# COMPLETE THE FOLLOWING
1. Answer these questions from the plot summary below, one per line:
(a) Whose intervention stops Kansaye from beating Bah?
(b) Why does Sangaré beat his third wife?
(c) What leads Batrou to hand herself in to the police?
2. Write out everything in the plot summary below from "Bah's grandfather Kansaye" down to "to help her.".
3. Translate this sentence from the plot summary below into Spanish: "Bah helps other students with printing flyers for the protests."

** start of DOCUMENT EXCERPT **

Bah's grandfather Kansaye has a difficult relationship with him and does not approve of his lifestyle. He nearly beats him, but for his wife's intervention. Meanwhile, Sangaré does beat his third wife, who is close in age to Batrou, for talking back to him.

Sangaré wants Batrou to study in France and is furious at her relationship with Bah. He warns her not to involve herself in the upcoming student protests. Bah helps other students with printing flyers for the protests. The police raid the room with a smoke bomb and arrest the students. Bah hides in a cupboard and escapes, coming to the protests the next day. He is arrested when the police arrive, along with several others. Batrou manages to evade the police but hands herself in when two local women are arrested for trying to help her.

** end of DOCUMENT EXCERPT **
** start of PROVIDED DATA **

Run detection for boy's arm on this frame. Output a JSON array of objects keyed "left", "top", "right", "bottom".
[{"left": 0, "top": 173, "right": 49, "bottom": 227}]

** end of PROVIDED DATA **

# REPLIES
1.
(a) His wife's.
(b) For talking back to him.
(c) Two local women are arrested for trying to help her.

2.
Bah's grandfather Kansaye has a difficult relationship with him and does not approve of his lifestyle. He nearly beats him, but for his wife's intervention. Meanwhile, Sangaré does beat his third wife, who is close in age to Batrou, for talking back to him.

Sangaré wants Batrou to study in France and is furious at her relationship with Bah. He warns her not to involve herself in the upcoming student protests. Bah helps other students with printing flyers for the protests. The police raid the room with a smoke bomb and arrest the students. Bah hides in a cupboard and escapes, coming to the protests the next day. He is arrested when the police arrive, along with several others. Batrou manages to evade the police but hands herself in when two local women are arrested for trying to help her.

3. Bah ayuda a otros estudiantes a imprimir volantes para las protestas.